Exercise details :: In the ash dieback article below, condense the paragraph that begins "We found H. fraxineus in 33 %" into a short bulleted list of its main points.

The symptoms of European ash dieback. Photo:
Michelle Cleary is the first author of the study. “One of our hypotheses was that H. fraxineus is not a pathogen in its natural environment, but an endophyte, dwelling in the leaves of the ash, neither harming nor helping the host in any tangible way. When the leaves are shed, the fungus switches to a saprophytic, decaying, growth stage and completes its sexual cycle. This would be a competitive advantage over other saprophytes, since the fungus would already be seated when the food is served, so to speak.”
To investigate this, Michelle Cleary studied leaves in healthy Manchurian ash without symptoms of disease in eastern Russia and used DNA-methods to detect the presence of H. fraxineus.
“We found H. fraxineus in 33 % of all healthy Manchurian ash trees”, Michelle says. “This is the first time the fungus is detected in ash trees completely free of symptoms, which strongly suggests that, in its original habitat, it has the capacity to live within the host as a non-pathogenic endophyte, or alternatively as a silent, mild pathogen. The European situation has however shown that this balance is probably unstable, and might tilt towards parasitism through the lack of adapted defences on a host with which it never co-evolved. But even on Manchurian ash planted in Europe, parasitism may be already happening, for example in hosts weakened by various forms of stress.”
Indeed, the potentially brittle balance of this interaction is highlighted in another study, on Manchurian ash planted in Estonia. These trees showed the very same disease symptoms as their European relatives, which contrasts to observations from Denmark and Sweden, where Manchurian ash growing next to H. fraxineus-infected European ash showed no symptoms at all. It is possible that the Estonian forest was somehow particularly unsuitable for Manchurian ash, which could have stressed the trees and caused the fungus to go from endophyte to pathogen.“We also compared the Asian H. fraxineus population to the European, and found that the Asian one is much more genetically varied. This obviously supports the idea that the European population went through a bottle neck and sprung from a small, migrated fraction of the Asian population.”
Finally, the scientists used DNA methods to compare the fungal community associated with Manchurian ash to that associated with European. “Not surprisingly, we found large similarities in community composition between the species”, says Professor Jan Stenlid, another author of the study. “Most strikingly however was that the commonest species on Manchurian ash, Mycosphaerella, present on 99 % of those trees, was not found at all on European ash. Mycosphaerella-species play many parts on tree leaves and presently we cannot tell how and if they affect the host health, but since the trees were specifically selected for being free of disease symptoms, they are probably not pathogenic. It is tempting to imagine that the strong presence of endophytic Mycosphaerella-species somehow inhibits other fungi, such as H. fraxineus, from transitioning into pathogens. There are no evidence for such mechanisms, but it would be exciting to investigate further.”
“What the study does show, however, is that H. fraxineus grows in healthy, asymptomatic leaves of Manchurian ash without visibly hurting the host, and that the genetic variation in the Asian fungal population is much larger than in the European”, Jan Stenlid summarizes. “This is very interesting information for the growing understanding of the origin and nature of ash dieback.”

Provided records ::

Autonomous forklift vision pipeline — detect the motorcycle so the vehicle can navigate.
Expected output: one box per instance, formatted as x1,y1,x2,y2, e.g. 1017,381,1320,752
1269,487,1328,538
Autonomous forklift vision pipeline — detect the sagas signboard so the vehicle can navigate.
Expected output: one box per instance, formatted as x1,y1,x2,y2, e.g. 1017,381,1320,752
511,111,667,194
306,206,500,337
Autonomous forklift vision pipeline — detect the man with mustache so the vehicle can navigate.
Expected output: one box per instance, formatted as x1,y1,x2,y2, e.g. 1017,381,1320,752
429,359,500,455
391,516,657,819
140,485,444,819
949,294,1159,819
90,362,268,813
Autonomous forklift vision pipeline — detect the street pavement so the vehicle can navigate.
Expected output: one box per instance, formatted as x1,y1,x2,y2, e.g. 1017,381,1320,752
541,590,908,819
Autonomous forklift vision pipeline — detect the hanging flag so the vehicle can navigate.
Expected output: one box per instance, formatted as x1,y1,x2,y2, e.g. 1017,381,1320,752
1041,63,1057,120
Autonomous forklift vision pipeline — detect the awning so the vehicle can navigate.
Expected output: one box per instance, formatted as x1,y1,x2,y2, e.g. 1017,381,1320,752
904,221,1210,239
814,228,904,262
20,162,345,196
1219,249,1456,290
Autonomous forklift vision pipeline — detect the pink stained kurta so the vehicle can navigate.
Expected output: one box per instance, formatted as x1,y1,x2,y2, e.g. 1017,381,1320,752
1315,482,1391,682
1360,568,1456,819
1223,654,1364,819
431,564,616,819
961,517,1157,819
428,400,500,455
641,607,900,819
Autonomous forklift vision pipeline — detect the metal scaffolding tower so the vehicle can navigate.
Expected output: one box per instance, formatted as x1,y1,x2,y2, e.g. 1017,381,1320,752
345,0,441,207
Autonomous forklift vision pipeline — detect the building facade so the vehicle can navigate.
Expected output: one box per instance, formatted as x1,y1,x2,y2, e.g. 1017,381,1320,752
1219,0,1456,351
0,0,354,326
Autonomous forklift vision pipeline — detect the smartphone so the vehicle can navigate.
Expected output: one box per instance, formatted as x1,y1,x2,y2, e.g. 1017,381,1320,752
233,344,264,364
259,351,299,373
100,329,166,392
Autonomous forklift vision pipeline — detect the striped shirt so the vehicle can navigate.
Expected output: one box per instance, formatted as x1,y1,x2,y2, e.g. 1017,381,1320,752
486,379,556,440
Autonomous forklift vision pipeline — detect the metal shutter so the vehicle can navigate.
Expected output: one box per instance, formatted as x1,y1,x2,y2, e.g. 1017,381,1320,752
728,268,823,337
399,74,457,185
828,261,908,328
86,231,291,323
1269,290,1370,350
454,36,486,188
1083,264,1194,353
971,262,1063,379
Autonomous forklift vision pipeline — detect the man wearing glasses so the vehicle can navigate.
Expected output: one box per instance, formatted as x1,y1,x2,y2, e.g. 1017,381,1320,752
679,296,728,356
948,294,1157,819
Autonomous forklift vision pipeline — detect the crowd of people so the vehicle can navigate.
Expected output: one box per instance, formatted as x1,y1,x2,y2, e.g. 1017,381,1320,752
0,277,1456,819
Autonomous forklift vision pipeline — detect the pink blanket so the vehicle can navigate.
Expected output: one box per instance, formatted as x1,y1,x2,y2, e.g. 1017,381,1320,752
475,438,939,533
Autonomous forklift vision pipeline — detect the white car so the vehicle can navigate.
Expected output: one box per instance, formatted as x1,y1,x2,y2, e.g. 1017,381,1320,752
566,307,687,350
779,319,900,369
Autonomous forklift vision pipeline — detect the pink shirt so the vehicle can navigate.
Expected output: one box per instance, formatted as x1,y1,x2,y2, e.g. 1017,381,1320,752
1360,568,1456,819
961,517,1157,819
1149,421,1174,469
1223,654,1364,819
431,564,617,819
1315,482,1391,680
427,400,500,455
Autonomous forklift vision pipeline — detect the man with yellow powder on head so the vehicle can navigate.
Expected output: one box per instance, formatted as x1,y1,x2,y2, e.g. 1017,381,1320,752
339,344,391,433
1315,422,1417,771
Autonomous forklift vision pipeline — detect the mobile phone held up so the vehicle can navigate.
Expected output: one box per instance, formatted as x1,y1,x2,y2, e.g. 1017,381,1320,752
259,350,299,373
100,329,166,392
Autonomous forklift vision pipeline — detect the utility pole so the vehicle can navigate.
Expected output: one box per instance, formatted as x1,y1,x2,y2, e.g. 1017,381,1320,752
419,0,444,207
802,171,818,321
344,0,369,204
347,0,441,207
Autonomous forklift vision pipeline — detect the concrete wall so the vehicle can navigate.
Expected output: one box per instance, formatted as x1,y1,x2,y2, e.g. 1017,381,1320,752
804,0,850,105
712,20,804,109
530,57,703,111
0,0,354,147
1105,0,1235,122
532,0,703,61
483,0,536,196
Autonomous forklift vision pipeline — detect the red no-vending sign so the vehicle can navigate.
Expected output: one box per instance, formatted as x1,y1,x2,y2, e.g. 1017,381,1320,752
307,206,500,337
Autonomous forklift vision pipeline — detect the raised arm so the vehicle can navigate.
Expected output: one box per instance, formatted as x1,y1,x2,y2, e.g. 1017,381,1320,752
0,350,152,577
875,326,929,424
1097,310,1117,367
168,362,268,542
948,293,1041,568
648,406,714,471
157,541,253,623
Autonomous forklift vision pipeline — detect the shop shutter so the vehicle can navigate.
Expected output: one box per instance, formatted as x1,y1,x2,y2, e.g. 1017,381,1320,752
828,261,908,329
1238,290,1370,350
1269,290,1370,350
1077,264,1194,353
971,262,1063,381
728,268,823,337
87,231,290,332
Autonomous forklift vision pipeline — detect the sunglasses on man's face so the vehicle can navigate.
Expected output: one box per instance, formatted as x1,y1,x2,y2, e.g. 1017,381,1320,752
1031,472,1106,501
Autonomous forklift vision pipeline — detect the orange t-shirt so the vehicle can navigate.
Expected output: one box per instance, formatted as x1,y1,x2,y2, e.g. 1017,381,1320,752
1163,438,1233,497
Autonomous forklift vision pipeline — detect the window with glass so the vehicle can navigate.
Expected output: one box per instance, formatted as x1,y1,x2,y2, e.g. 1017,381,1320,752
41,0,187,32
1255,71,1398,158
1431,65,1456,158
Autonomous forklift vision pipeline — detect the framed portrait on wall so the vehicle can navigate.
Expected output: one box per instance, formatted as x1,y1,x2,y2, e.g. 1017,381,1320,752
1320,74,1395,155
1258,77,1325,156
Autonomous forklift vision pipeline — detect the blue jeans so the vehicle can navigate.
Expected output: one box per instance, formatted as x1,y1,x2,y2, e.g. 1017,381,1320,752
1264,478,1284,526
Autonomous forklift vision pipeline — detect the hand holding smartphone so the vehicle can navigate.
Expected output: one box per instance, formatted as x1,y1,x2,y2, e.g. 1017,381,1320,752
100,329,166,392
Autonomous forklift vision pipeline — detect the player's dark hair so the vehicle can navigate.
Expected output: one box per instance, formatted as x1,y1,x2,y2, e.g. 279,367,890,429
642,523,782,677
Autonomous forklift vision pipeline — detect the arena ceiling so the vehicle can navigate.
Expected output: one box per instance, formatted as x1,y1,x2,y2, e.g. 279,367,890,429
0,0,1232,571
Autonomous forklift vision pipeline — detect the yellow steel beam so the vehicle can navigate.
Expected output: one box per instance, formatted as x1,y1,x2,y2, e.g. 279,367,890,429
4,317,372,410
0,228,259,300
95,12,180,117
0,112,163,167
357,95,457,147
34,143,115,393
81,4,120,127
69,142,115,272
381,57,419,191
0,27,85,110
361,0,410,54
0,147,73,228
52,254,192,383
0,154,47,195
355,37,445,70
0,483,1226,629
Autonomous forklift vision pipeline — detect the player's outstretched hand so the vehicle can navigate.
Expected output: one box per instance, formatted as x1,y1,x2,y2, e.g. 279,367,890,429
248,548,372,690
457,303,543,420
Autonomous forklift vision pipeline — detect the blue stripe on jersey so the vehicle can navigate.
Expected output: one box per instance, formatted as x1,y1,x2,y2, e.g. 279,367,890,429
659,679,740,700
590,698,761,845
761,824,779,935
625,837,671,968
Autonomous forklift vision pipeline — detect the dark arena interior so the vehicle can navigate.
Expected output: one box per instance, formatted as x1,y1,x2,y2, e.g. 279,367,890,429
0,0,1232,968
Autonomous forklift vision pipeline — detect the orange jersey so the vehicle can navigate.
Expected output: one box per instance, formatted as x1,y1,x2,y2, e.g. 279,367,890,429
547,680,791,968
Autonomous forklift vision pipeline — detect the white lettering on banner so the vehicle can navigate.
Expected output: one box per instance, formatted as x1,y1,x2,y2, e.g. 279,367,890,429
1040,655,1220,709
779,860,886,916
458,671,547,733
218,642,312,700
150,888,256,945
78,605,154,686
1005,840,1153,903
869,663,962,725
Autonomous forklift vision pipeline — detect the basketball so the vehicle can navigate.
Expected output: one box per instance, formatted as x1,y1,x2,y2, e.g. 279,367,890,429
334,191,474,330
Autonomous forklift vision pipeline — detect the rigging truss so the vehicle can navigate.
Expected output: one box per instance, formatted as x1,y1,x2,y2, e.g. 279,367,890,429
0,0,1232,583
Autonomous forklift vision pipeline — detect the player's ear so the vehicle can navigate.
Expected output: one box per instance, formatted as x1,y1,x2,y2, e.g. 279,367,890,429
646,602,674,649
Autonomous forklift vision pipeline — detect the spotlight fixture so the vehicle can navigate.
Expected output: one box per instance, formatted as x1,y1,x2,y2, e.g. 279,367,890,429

Written response ::
- H. fraxineus was found in 33% of all healthy Manchurian ash trees.
- This is the first time the fungus has been detected in ash trees completely free of symptoms.
- This strongly suggests that, in its original habitat, the fungus can live in the host as a non-pathogenic endophyte or as a silent, mild pathogen.
- The European situation shows that this balance is probably unstable. It might tilt toward parasitism on a host that never co-evolved with the fungus and lacks adapted defenses.
- Parasitism may already be happening even on Manchurian ash planted in Europe, for example in hosts weakened by stress.